**SET PROBLEM**
Can you copy out every item below in full, requests included, with each x and y coordinate in the answers increased by 123 and everything else left unchanged?

--------

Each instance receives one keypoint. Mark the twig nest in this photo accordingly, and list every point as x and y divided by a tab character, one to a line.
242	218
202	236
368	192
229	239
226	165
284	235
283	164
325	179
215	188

--------

**OUTPUT OF THE TASK**
Each instance receives one keypoint. Mark the twig nest in this photo accordingly, and list every point as x and y divided by a tab character, one to a line.
365	341
325	359
491	315
352	362
349	288
407	358
406	287
448	302
338	311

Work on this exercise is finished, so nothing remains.